→ **Exercise goal**:
Pick up the text on the LAIR-1 receptor after its last sentence and continue writing it.

→ **Document text**:
━━━━━━━━━━━━━━━━━━━━

Human LAIR-1 (hLAIR-1) was molecularly cloned in 1997, characterizing the molecule recognized by the DX26 antibody that inhibits human NK cell cytotoxicity [5 ]. In retrospect, two earlier described antibodies, which inhibit NK cells, also recognize the same molecule. The NKTA255 antibody was described in 1995 [6 ], and the 9.1C3 antibody was raised over 20 years ago and was reported to inhibit NK cell-mediated target cell lysis and to influence in vitro colony formation of human bone marrow cells [7 8 9 ]. LAIR-1 was assigned cluster of differentiation number CD305 [10 ].

LAIR-1 is a type I transmembrane glycoprotein of 287 aa containing a single extracellular C2-type Ig-like domain and two ITIMs in its cytoplasmic tail [5 ]. It is structurally related to several other inhibitory Ig superfamily members localized to the leukocyte receptor complex (LRC) on human chromosome 19q13.4, suggesting that these molecules have evolved from a common ancestral gene [11 ]. In 2004, the mouse homologue of LAIR-1 was cloned (mLAIR-1) [12 ]. The predicted protein shares 40% sequence identity with hLAIR-1 and contains two ITIM-like structures in its cytoplasmic tail and is 71% homologues to rat LAIR-1, which was cloned in 2005 [13 ].

━━━━━━━━━━━━━━━━━━━━

→ **Data supplied**:
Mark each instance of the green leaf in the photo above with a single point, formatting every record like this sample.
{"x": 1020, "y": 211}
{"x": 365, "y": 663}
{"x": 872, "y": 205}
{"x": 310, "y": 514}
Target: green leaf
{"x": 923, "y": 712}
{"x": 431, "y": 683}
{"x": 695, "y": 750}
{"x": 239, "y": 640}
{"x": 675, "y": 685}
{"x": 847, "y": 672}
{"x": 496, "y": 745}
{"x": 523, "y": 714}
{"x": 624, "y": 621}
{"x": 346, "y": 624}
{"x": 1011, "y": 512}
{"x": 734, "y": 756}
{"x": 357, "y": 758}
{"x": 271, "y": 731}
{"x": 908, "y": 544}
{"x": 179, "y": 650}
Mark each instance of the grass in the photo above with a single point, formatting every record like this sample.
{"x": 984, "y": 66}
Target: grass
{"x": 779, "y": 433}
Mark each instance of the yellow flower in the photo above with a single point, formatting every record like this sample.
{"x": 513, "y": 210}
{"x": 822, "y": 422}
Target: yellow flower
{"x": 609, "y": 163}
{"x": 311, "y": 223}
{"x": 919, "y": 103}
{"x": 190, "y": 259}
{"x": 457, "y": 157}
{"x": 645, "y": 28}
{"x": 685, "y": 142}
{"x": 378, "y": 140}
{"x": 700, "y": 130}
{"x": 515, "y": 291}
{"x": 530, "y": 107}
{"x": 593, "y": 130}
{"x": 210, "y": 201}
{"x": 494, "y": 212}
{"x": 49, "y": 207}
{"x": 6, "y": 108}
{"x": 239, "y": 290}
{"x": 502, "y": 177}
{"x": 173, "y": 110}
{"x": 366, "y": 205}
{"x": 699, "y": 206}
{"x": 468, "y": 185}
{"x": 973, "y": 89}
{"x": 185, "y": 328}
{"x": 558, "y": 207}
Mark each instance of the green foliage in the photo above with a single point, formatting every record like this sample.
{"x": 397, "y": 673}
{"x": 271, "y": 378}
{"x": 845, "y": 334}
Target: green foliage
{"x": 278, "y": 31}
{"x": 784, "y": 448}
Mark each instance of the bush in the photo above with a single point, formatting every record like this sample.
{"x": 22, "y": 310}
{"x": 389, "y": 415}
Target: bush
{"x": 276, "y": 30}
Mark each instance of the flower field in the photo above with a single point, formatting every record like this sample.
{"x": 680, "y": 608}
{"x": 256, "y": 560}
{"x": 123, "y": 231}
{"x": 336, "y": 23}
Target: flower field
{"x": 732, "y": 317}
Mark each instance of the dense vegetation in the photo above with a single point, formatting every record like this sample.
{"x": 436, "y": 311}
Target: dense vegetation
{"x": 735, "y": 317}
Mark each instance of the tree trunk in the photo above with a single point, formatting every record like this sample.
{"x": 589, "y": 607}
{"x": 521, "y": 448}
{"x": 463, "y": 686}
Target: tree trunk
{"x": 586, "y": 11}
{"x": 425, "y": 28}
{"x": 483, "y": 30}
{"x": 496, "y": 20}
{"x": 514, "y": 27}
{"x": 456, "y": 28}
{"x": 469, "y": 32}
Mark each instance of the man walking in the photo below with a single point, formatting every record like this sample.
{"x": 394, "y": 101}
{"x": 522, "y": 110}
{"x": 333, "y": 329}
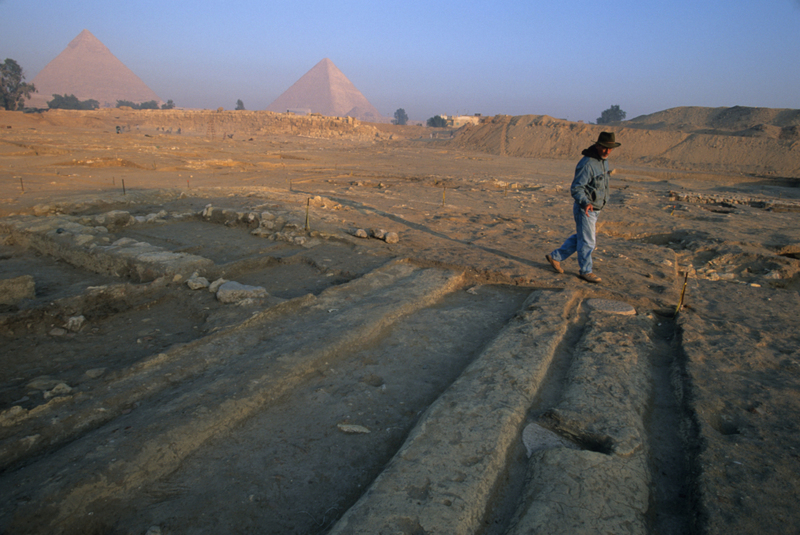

━━━━━━━━━━━━━━━━━━━━

→ **Task answer**:
LAIR-1 consists of 10 exons and shows considerable homology to LAIR-2. The LAIR-2 gene encodes a protein that is ~84% homologous to hLAIR-1 but lacks a transmembrane and intracellular domain [5 , 14 ]. The LAIR genes lie close together in the LRC and are transcribed in opposite directions, suggesting that one locus arose from the other by a large genomic inverse duplication event [15 ]. Of note, the mouse and rat genome lack the LAIR-2 gene, indicating that this duplication was a relatively late event in evolution [12 , 13 , 16 ].

Several different splice variants of the LAIR-family have been cloned (Fig. 1 ). LAIR-1b and LAIR-2b lack 17 aa in the stalk region between the transmembrane and Ig-like domain as compared with the full-length LAIR-1a and LAIR-2a forms, which may affect their glycosylation [5 , 14 ]. LAIR-1a and LAIR-1b might be differentially expressed in NK and T cells, but the relevance of this has not been studied extensively [5 , 14 ]. LAIR-1c is identical to LAIR-1b except for a single amino acid change in the extracellular domain, and LAIR-1d lacks part of the intracellular tail [17 ].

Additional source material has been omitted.